▶ _Texto proporcionado_:
El P. Ángel [Morelli] de Santo Domingo, natural de Brandello, Lucca, estando en Roma cayó con fiebre por una grave enfermedad en el año 1650. Fue colocado en la celda vecina a la lámpara en el primer dormitorio, en la cual había habitado y dormido por muchos años N. V. P. Fundador y General, José de la Madre de Dios, antes de la suspensión del Generalato. Estando, pues, enfermo en esta habitación el P. ángel, se agravó de tal modo que se puso en peligro de muerte. Al cabo de unos días, dio en un delirio durante unos días, y, finalmente, en un letargo, que duró cuarenta horas; de tal forma que todos creyeron y cuidaron como a un agonizante. Recibió todos los Sacramentos, y se esperaba que muriera en poco tiempo.

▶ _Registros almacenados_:

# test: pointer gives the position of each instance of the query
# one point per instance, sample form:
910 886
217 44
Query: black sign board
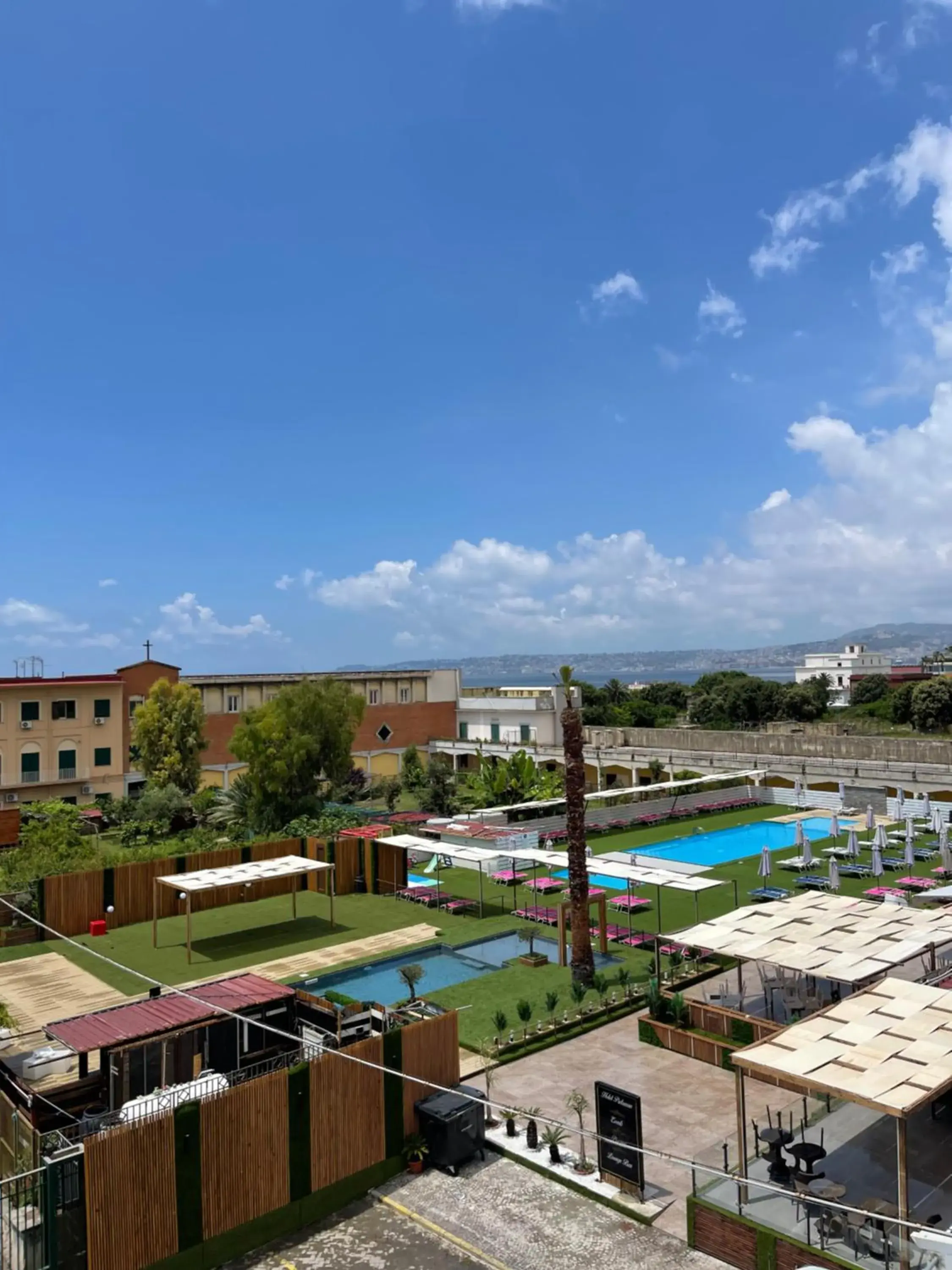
619 1117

▶ _Tareas_:
A – Enumera todos los lugares geográficos que se nombran en el texto sobre el P. Ángel.
B – Según el texto sobre el P. Ángel, indica si cada afirmación es correcta (sí o no) y cita las palabras del texto que lo deciden: (i) La grave enfermedad del P. Ángel ocurrió en 1650. (ii) El letargo del P. Ángel duró cuarenta días. (iii) El P. Ángel fue colocado en una celda donde el Fundador había dormido durante muchos años.
C – Cita literalmente el fragmento del texto sobre el P. Ángel comprendido entre "El P. Ángel [Morelli]" y "en poco tiempo.", ambos incluidos.
Usa solo el texto para resolver lo que se pide.

▶ _Respuestas por tarea_:
A – Brandello, Lucca, Roma

B –
(i) Sí: "cayó con fiebre por una grave enfermedad en el año 1650"
(ii) No: "en un letargo, que duró cuarenta horas"
(iii) Sí: "en la cual había habitado y dormido por muchos años N. V. P. Fundador y General"

C –
El P. Ángel [Morelli] de Santo Domingo, natural de Brandello, Lucca, estando en Roma cayó con fiebre por una grave enfermedad en el año 1650. Fue colocado en la celda vecina a la lámpara en el primer dormitorio, en la cual había habitado y dormido por muchos años N. V. P. Fundador y General, José de la Madre de Dios, antes de la suspensión del Generalato. Estando, pues, enfermo en esta habitación el P. ángel, se agravó de tal modo que se puso en peligro de muerte. Al cabo de unos días, dio en un delirio durante unos días, y, finalmente, en un letargo, que duró cuarenta horas; de tal forma que todos creyeron y cuidaron como a un agonizante. Recibió todos los Sacramentos, y se esperaba que muriera en poco tiempo.